***** RAW DATA *****

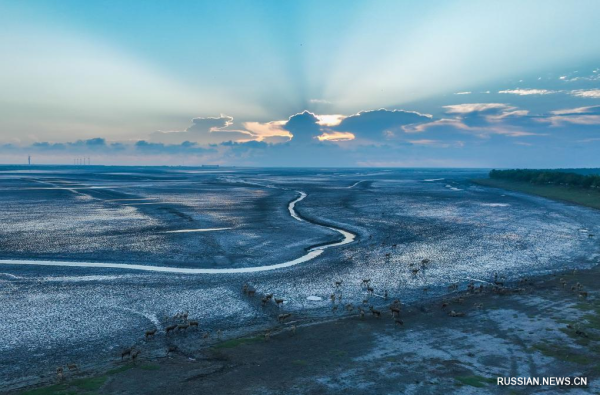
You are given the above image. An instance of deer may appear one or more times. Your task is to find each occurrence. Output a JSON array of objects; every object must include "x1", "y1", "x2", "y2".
[
  {"x1": 166, "y1": 346, "x2": 177, "y2": 357},
  {"x1": 277, "y1": 313, "x2": 292, "y2": 322},
  {"x1": 56, "y1": 366, "x2": 63, "y2": 381},
  {"x1": 358, "y1": 307, "x2": 365, "y2": 319},
  {"x1": 165, "y1": 324, "x2": 177, "y2": 335},
  {"x1": 121, "y1": 348, "x2": 132, "y2": 361},
  {"x1": 145, "y1": 329, "x2": 156, "y2": 340},
  {"x1": 369, "y1": 306, "x2": 381, "y2": 318},
  {"x1": 131, "y1": 350, "x2": 141, "y2": 364}
]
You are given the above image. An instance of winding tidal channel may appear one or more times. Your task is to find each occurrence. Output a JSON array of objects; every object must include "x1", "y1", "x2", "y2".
[{"x1": 0, "y1": 191, "x2": 356, "y2": 274}]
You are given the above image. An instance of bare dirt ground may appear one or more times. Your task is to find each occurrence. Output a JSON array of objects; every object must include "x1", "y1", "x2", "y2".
[{"x1": 15, "y1": 267, "x2": 600, "y2": 395}]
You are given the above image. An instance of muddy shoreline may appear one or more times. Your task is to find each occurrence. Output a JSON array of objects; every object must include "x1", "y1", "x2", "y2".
[{"x1": 10, "y1": 266, "x2": 600, "y2": 394}]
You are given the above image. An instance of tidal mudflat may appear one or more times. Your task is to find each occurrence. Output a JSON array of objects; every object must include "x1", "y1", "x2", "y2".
[{"x1": 0, "y1": 166, "x2": 600, "y2": 390}]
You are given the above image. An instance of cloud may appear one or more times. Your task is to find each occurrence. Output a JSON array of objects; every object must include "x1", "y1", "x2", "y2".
[
  {"x1": 331, "y1": 108, "x2": 433, "y2": 141},
  {"x1": 317, "y1": 132, "x2": 356, "y2": 141},
  {"x1": 537, "y1": 106, "x2": 600, "y2": 127},
  {"x1": 315, "y1": 114, "x2": 346, "y2": 126},
  {"x1": 571, "y1": 89, "x2": 600, "y2": 99},
  {"x1": 498, "y1": 89, "x2": 558, "y2": 96},
  {"x1": 403, "y1": 103, "x2": 546, "y2": 139},
  {"x1": 443, "y1": 103, "x2": 510, "y2": 114},
  {"x1": 243, "y1": 121, "x2": 292, "y2": 141},
  {"x1": 149, "y1": 115, "x2": 256, "y2": 144}
]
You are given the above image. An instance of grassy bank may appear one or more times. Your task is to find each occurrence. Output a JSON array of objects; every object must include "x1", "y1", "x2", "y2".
[{"x1": 472, "y1": 178, "x2": 600, "y2": 210}]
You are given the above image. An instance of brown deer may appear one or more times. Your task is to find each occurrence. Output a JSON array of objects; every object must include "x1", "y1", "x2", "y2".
[
  {"x1": 277, "y1": 313, "x2": 292, "y2": 322},
  {"x1": 121, "y1": 348, "x2": 132, "y2": 361},
  {"x1": 166, "y1": 346, "x2": 177, "y2": 357},
  {"x1": 131, "y1": 350, "x2": 141, "y2": 364},
  {"x1": 448, "y1": 310, "x2": 466, "y2": 317},
  {"x1": 165, "y1": 324, "x2": 177, "y2": 335},
  {"x1": 369, "y1": 306, "x2": 381, "y2": 318}
]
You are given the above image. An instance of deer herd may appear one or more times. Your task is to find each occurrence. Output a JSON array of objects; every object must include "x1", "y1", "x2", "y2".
[{"x1": 56, "y1": 255, "x2": 588, "y2": 381}]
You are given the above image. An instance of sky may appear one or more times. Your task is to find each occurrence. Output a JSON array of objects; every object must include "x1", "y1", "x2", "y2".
[{"x1": 0, "y1": 0, "x2": 600, "y2": 168}]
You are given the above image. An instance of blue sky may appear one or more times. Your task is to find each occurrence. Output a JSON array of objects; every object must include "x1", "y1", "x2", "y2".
[{"x1": 0, "y1": 0, "x2": 600, "y2": 167}]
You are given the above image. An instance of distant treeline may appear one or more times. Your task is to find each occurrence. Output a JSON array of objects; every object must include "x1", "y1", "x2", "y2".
[{"x1": 490, "y1": 169, "x2": 600, "y2": 189}]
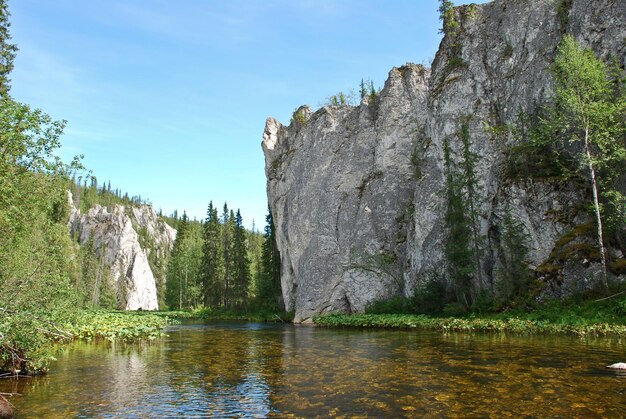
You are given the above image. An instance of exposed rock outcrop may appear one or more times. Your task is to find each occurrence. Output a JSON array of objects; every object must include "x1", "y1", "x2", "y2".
[
  {"x1": 263, "y1": 0, "x2": 626, "y2": 321},
  {"x1": 69, "y1": 195, "x2": 176, "y2": 310}
]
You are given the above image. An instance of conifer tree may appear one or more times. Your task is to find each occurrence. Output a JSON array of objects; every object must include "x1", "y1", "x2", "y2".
[
  {"x1": 233, "y1": 209, "x2": 250, "y2": 308},
  {"x1": 459, "y1": 118, "x2": 486, "y2": 292},
  {"x1": 257, "y1": 208, "x2": 284, "y2": 311},
  {"x1": 444, "y1": 139, "x2": 475, "y2": 308},
  {"x1": 165, "y1": 212, "x2": 188, "y2": 310},
  {"x1": 200, "y1": 201, "x2": 223, "y2": 307}
]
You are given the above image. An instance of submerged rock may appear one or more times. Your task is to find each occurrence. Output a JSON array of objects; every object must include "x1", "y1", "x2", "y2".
[
  {"x1": 262, "y1": 0, "x2": 626, "y2": 321},
  {"x1": 606, "y1": 362, "x2": 626, "y2": 370},
  {"x1": 0, "y1": 394, "x2": 15, "y2": 419}
]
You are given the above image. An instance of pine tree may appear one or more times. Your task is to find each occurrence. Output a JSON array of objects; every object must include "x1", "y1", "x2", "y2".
[
  {"x1": 233, "y1": 209, "x2": 250, "y2": 308},
  {"x1": 165, "y1": 212, "x2": 188, "y2": 310},
  {"x1": 444, "y1": 139, "x2": 475, "y2": 308},
  {"x1": 200, "y1": 201, "x2": 224, "y2": 307},
  {"x1": 257, "y1": 208, "x2": 285, "y2": 311},
  {"x1": 459, "y1": 118, "x2": 486, "y2": 292}
]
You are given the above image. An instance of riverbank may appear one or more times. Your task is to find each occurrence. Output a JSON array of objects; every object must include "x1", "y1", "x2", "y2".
[
  {"x1": 0, "y1": 310, "x2": 173, "y2": 377},
  {"x1": 153, "y1": 308, "x2": 294, "y2": 323},
  {"x1": 313, "y1": 301, "x2": 626, "y2": 337}
]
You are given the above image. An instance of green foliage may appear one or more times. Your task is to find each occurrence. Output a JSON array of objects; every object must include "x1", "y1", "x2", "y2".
[
  {"x1": 496, "y1": 206, "x2": 533, "y2": 304},
  {"x1": 291, "y1": 108, "x2": 309, "y2": 125},
  {"x1": 254, "y1": 208, "x2": 285, "y2": 312},
  {"x1": 530, "y1": 36, "x2": 626, "y2": 290},
  {"x1": 313, "y1": 300, "x2": 626, "y2": 337},
  {"x1": 166, "y1": 212, "x2": 203, "y2": 310},
  {"x1": 64, "y1": 311, "x2": 168, "y2": 342},
  {"x1": 200, "y1": 202, "x2": 224, "y2": 307},
  {"x1": 0, "y1": 0, "x2": 17, "y2": 99},
  {"x1": 0, "y1": 97, "x2": 79, "y2": 372},
  {"x1": 324, "y1": 90, "x2": 356, "y2": 106},
  {"x1": 444, "y1": 139, "x2": 476, "y2": 308},
  {"x1": 439, "y1": 0, "x2": 460, "y2": 34},
  {"x1": 556, "y1": 0, "x2": 573, "y2": 28},
  {"x1": 357, "y1": 170, "x2": 384, "y2": 199}
]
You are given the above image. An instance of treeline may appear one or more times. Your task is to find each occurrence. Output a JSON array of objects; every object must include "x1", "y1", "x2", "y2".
[{"x1": 166, "y1": 202, "x2": 283, "y2": 311}]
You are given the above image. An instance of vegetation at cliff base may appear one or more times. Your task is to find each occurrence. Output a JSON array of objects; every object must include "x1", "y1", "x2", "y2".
[{"x1": 313, "y1": 299, "x2": 626, "y2": 337}]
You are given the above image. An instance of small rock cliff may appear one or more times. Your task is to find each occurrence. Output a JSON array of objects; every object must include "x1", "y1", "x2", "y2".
[
  {"x1": 262, "y1": 0, "x2": 626, "y2": 321},
  {"x1": 69, "y1": 196, "x2": 176, "y2": 310}
]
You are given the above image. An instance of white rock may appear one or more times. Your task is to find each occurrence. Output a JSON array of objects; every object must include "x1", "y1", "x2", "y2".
[
  {"x1": 262, "y1": 0, "x2": 626, "y2": 321},
  {"x1": 69, "y1": 194, "x2": 176, "y2": 310}
]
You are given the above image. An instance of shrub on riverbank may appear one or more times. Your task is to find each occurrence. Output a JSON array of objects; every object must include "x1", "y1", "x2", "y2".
[
  {"x1": 313, "y1": 314, "x2": 626, "y2": 337},
  {"x1": 67, "y1": 311, "x2": 169, "y2": 342},
  {"x1": 0, "y1": 311, "x2": 171, "y2": 374},
  {"x1": 313, "y1": 299, "x2": 626, "y2": 336}
]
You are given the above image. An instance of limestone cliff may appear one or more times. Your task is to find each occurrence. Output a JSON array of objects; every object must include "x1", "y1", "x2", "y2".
[
  {"x1": 263, "y1": 0, "x2": 626, "y2": 321},
  {"x1": 69, "y1": 197, "x2": 176, "y2": 310}
]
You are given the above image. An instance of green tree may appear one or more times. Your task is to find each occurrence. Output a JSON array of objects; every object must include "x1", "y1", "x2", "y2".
[
  {"x1": 0, "y1": 0, "x2": 80, "y2": 372},
  {"x1": 439, "y1": 0, "x2": 459, "y2": 33},
  {"x1": 200, "y1": 201, "x2": 224, "y2": 307},
  {"x1": 444, "y1": 139, "x2": 476, "y2": 308},
  {"x1": 497, "y1": 205, "x2": 532, "y2": 303},
  {"x1": 233, "y1": 209, "x2": 250, "y2": 308},
  {"x1": 0, "y1": 0, "x2": 17, "y2": 99},
  {"x1": 540, "y1": 36, "x2": 626, "y2": 291},
  {"x1": 257, "y1": 208, "x2": 285, "y2": 311},
  {"x1": 165, "y1": 212, "x2": 189, "y2": 310},
  {"x1": 459, "y1": 121, "x2": 486, "y2": 292}
]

*****

**TASK PROMPT**
Print nothing but the lines from the line with "You are given the above image. An instance of limestone" to the last line of the records above. Both of those lines count.

**REPLY TO THE EXERCISE**
You are given the above image. An instance of limestone cliff may appear one or more times. Your task is to find each occurrence. Output a JSON array of objects; every object must include "x1", "y1", "x2", "y2".
[
  {"x1": 263, "y1": 0, "x2": 626, "y2": 321},
  {"x1": 69, "y1": 197, "x2": 176, "y2": 310}
]
You are given the above image. An instance of green tree may appear one or more times. Your task is to find each occurrence. Output a JSON array of objects; every object must include "x1", "y1", "x2", "y2".
[
  {"x1": 0, "y1": 0, "x2": 80, "y2": 372},
  {"x1": 439, "y1": 0, "x2": 459, "y2": 33},
  {"x1": 200, "y1": 201, "x2": 224, "y2": 307},
  {"x1": 444, "y1": 139, "x2": 476, "y2": 308},
  {"x1": 497, "y1": 205, "x2": 532, "y2": 303},
  {"x1": 233, "y1": 209, "x2": 250, "y2": 308},
  {"x1": 0, "y1": 0, "x2": 17, "y2": 99},
  {"x1": 540, "y1": 36, "x2": 626, "y2": 291},
  {"x1": 257, "y1": 208, "x2": 285, "y2": 311},
  {"x1": 165, "y1": 212, "x2": 189, "y2": 310},
  {"x1": 459, "y1": 121, "x2": 486, "y2": 292}
]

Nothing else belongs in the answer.